*To do*: The data must be written out once more, precisely as given.

*Extracted material*:

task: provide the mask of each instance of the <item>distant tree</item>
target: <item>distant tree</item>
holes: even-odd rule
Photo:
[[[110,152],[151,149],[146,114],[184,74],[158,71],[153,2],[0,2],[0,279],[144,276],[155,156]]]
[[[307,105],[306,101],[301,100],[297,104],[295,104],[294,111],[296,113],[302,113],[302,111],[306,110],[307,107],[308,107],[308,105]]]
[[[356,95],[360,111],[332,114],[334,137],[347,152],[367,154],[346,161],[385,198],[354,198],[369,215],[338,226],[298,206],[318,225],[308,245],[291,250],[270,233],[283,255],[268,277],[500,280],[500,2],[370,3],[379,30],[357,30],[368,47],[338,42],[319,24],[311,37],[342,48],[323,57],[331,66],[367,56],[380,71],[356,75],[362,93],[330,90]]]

*Reply*:
task: provide the mask of each instance of the <item>distant tree</item>
target: <item>distant tree</item>
holes: even-odd rule
Photo:
[[[110,152],[151,149],[146,114],[184,74],[158,71],[153,2],[0,2],[0,279],[144,276],[155,156]]]
[[[307,105],[306,101],[301,100],[297,104],[295,104],[294,111],[296,113],[302,113],[302,111],[306,110],[307,107],[308,107],[308,105]]]
[[[356,95],[360,111],[332,114],[334,137],[347,152],[367,154],[346,161],[385,198],[354,198],[369,215],[338,226],[298,206],[318,225],[308,245],[291,250],[270,233],[283,255],[268,277],[500,280],[500,2],[370,3],[379,30],[357,30],[368,47],[338,42],[319,24],[311,37],[342,48],[323,57],[331,66],[367,56],[380,71],[356,75],[362,93],[330,90]]]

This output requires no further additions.